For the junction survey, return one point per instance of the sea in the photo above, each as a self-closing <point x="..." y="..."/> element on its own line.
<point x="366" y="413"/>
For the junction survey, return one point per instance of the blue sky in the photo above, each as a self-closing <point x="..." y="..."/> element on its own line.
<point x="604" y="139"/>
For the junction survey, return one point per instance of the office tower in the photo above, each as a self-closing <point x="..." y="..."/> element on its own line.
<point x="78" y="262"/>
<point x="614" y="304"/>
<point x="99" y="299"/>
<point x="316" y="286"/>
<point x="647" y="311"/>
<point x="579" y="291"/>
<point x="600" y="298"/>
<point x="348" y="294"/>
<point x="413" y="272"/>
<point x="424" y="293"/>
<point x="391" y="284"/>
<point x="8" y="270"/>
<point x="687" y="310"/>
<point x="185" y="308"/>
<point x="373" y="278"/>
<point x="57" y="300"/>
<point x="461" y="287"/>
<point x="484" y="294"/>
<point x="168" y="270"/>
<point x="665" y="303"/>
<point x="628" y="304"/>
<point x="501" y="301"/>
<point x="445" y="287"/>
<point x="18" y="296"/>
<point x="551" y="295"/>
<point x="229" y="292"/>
++++++++++
* **What you will do**
Convert the listing above into a JSON array of strings, with each line as one string and any blank lines omitted.

* **Task output**
[
  "For the junction survey, return one point per instance of the sea in the photo above, each as a self-closing <point x=\"...\" y=\"...\"/> element on its own line.",
  "<point x=\"366\" y=\"413\"/>",
  "For the junction survey, return one point per instance of the blue sky in the photo above, each as a self-closing <point x=\"...\" y=\"...\"/> element on its own line.",
  "<point x=\"604\" y=\"139\"/>",
  "For the junction survey, return one point per instance of the office tower in the photo above, each as a self-closing <point x=\"...\" y=\"...\"/> element on its own line.",
  "<point x=\"78\" y=\"262\"/>",
  "<point x=\"614\" y=\"304\"/>",
  "<point x=\"99\" y=\"299\"/>",
  "<point x=\"316\" y=\"286\"/>",
  "<point x=\"647\" y=\"311\"/>",
  "<point x=\"579\" y=\"291\"/>",
  "<point x=\"600\" y=\"298\"/>",
  "<point x=\"348\" y=\"294\"/>",
  "<point x=\"413\" y=\"272\"/>",
  "<point x=\"424\" y=\"293\"/>",
  "<point x=\"391\" y=\"284\"/>",
  "<point x=\"8\" y=\"270\"/>",
  "<point x=\"687\" y=\"310\"/>",
  "<point x=\"185\" y=\"308\"/>",
  "<point x=\"373\" y=\"278\"/>",
  "<point x=\"57\" y=\"300\"/>",
  "<point x=\"461\" y=\"287\"/>",
  "<point x=\"484\" y=\"294\"/>",
  "<point x=\"168\" y=\"270\"/>",
  "<point x=\"665\" y=\"303\"/>",
  "<point x=\"628\" y=\"304\"/>",
  "<point x=\"501\" y=\"301\"/>",
  "<point x=\"445\" y=\"287\"/>",
  "<point x=\"18\" y=\"296\"/>",
  "<point x=\"551\" y=\"295\"/>",
  "<point x=\"229\" y=\"292\"/>"
]